* _Goal_: Reproduce the full listing below unchanged, apart from the pictures.

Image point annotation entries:
********************

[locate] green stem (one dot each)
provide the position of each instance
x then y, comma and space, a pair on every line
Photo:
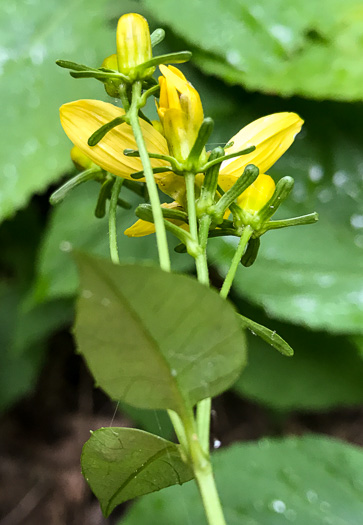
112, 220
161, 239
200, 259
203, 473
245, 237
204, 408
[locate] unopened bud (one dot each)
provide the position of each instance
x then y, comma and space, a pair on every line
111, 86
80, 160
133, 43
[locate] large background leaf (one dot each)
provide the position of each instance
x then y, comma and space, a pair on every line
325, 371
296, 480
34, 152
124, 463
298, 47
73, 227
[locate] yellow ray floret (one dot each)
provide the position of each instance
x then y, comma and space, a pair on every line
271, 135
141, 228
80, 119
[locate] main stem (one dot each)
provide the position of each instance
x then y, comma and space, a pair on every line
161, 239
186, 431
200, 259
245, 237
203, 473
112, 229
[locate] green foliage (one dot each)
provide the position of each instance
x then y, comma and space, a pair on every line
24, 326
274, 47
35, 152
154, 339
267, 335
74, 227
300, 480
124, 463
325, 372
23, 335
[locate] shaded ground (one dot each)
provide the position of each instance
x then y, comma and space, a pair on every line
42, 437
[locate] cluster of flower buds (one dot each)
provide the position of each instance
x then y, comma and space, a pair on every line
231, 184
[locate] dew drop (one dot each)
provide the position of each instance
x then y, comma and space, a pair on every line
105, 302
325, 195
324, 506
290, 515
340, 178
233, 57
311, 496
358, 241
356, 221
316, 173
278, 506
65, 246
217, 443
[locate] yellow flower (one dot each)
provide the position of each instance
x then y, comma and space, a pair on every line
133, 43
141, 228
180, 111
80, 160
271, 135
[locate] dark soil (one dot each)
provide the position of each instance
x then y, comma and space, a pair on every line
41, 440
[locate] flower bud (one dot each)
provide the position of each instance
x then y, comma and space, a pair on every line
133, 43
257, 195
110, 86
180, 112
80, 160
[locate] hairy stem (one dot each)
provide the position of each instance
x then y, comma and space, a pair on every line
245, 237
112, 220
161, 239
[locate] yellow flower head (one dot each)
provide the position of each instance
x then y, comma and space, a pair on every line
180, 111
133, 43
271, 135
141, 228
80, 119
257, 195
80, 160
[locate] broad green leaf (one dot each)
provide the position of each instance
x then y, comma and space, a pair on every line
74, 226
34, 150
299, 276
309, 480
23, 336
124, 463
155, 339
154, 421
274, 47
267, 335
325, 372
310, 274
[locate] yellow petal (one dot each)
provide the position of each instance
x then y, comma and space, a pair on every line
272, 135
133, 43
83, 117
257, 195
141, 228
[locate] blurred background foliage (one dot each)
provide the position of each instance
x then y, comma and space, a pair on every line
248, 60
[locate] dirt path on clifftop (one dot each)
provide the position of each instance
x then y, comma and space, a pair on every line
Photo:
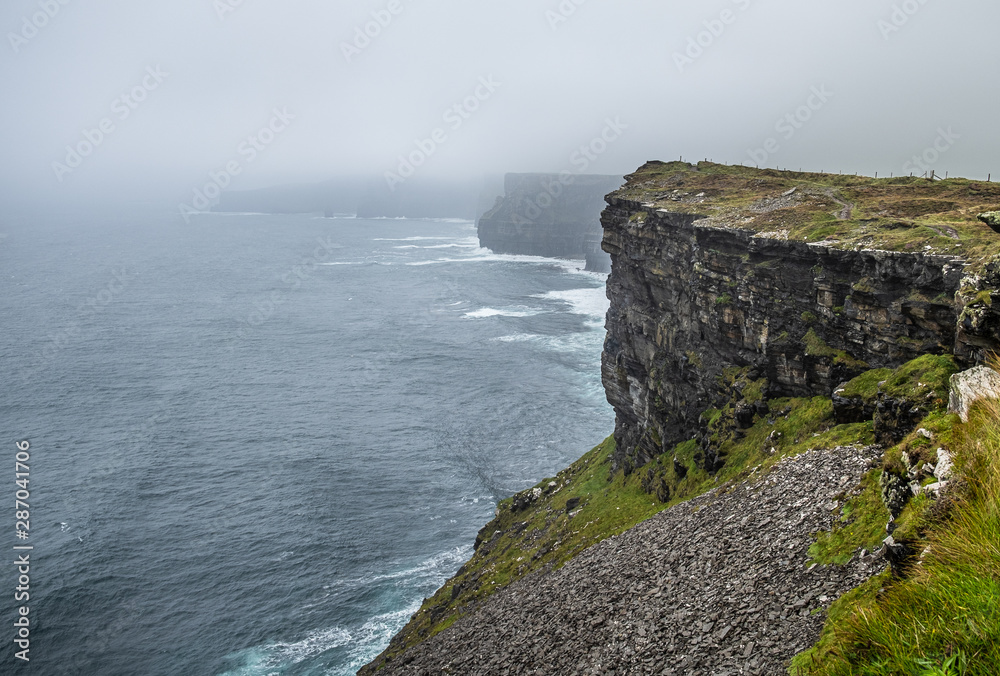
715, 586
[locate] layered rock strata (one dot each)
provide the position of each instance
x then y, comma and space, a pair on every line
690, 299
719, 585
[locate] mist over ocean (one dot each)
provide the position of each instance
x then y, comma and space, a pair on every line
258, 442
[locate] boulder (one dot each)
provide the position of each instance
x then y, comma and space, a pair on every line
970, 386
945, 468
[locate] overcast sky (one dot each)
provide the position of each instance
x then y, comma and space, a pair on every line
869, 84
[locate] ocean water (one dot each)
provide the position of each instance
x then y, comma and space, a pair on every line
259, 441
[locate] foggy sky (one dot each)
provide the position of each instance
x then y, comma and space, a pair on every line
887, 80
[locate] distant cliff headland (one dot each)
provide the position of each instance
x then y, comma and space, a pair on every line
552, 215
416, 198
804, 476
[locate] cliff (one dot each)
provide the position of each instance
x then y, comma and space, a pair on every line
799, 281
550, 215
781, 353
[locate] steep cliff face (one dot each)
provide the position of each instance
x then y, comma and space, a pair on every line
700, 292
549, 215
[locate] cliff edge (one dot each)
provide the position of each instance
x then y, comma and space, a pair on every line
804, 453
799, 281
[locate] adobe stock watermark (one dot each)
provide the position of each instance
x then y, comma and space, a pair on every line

********************

* _Expected output_:
[locate] green stem (one dot each)
provide the position of each instance
x then y, comma and space, a pair on every line
Photo:
112, 220
161, 239
200, 259
203, 473
245, 237
204, 408
[locate] unopened bud (one dot each)
provide the position of each instance
x then y, comma and space, a pair on every line
111, 86
80, 160
133, 43
[locate] large background leaf (one dot each)
provide the position of each instance
x then y, comma and space, a pair on every line
325, 371
296, 480
34, 152
124, 463
298, 47
73, 227
[locate] yellow ray floret (one dot each)
provide the position of each instance
x then y, comma and space, a pair on every line
271, 135
141, 228
80, 119
[locate] main stem (one dot each)
provide the position of each instance
x then y, comma and space, a pair on every line
161, 239
186, 431
200, 259
245, 237
203, 473
112, 229
[locate] green foliage (one dot each)
provide the position of each instance
x then y, comma and space, a pair on every line
24, 326
274, 47
35, 152
154, 339
267, 335
74, 227
300, 480
124, 463
325, 372
23, 335
[locate] shaded ground (one dot each)
provide the position of each instance
x then y, comma and space, a pair on every line
42, 437
[locate] cluster of flower buds (one dot each)
provide the position of each instance
x then y, comma and space, a pair on every line
231, 184
[locate] dew drop (one dot each)
provide the position of each instance
x then y, comma and space, a pair on every line
105, 302
325, 195
324, 506
290, 515
340, 178
233, 57
311, 496
358, 241
356, 221
316, 173
278, 506
65, 246
217, 443
[locate] yellow flower (one dot each)
provide the position of each instance
x then y, comma and space, a pair on every line
133, 43
141, 228
180, 111
80, 160
271, 135
[locate] dark soil (one dot each)
provide the position of each instance
x then y, comma and space, a pair on every line
41, 440
[locate] flower bud (one dot each)
provide the position of each instance
x then y, comma and space, a pair on every line
133, 43
257, 195
110, 86
180, 112
80, 160
[locate] hairy stem (one dot each)
provide the position of each instance
x then y, comma and space, a pair on every line
245, 237
112, 220
161, 239
[locate] yellow flower head (one dot each)
provide the position of each instance
x then y, comma and space, a pair on every line
180, 111
133, 43
271, 135
141, 228
80, 119
257, 195
80, 160
[locate] broad green leaf (one dot each)
provide the position of each instance
x then y, comma and space, a pair on every line
74, 226
34, 150
299, 276
309, 480
23, 336
124, 463
155, 339
154, 421
274, 47
267, 335
325, 372
310, 274
[locate] yellow petal (one dot each)
provide the position of each instance
x then y, comma and space, a pair on every line
272, 135
133, 43
83, 117
257, 195
141, 228
[locate] blurred background foliage (one dot each)
provide the position of each instance
x then y, comma and space, a pair on every line
248, 60
[locate] dirt path on clifftop (one dot each)
provide the position of each instance
x then y, comma and space, a pair on every line
Photo:
715, 586
[locate] layered rock strata (one dot each)
provide the position of each instance
x then y, comma and space, a pair on every line
690, 299
719, 585
[locate] mist over ocean (one dot each)
provide the position of each instance
x then y, comma and space, a pair on every line
258, 442
[locate] boulder (one dot each)
provide the position of each instance
x then y, comma and space, a pair on every line
970, 386
945, 468
[locate] overcast sky (one dot each)
provide the position of each instance
x then y, comma and space, a pair on every line
869, 84
[locate] ocean water (one dot each)
provide the position of each instance
x then y, comma and space, a pair on every line
259, 441
[locate] foggy sky (one dot each)
provide the position of each instance
x then y, comma and space, a pair on every line
887, 80
[locate] distant cliff headland (one dot each)
provide the position of each instance
x then y, comma and space, a pair on every line
552, 215
416, 198
804, 476
[locate] cliff (one dot each)
provide the position of each instance
x then y, comma and space, a pair on every line
799, 281
550, 215
781, 353
[locate] steep cliff face (one dot each)
provide the position of each instance
x then y, comma and space, a pair on every line
700, 292
549, 215
[locate] cliff edge (one dot each)
provide the position of each instance
x then y, comma and space, a pair on every line
804, 453
799, 281
[locate] adobe stock watermark (one dot each)
provide the position of each instance
x then y, comma and space, a pair on every line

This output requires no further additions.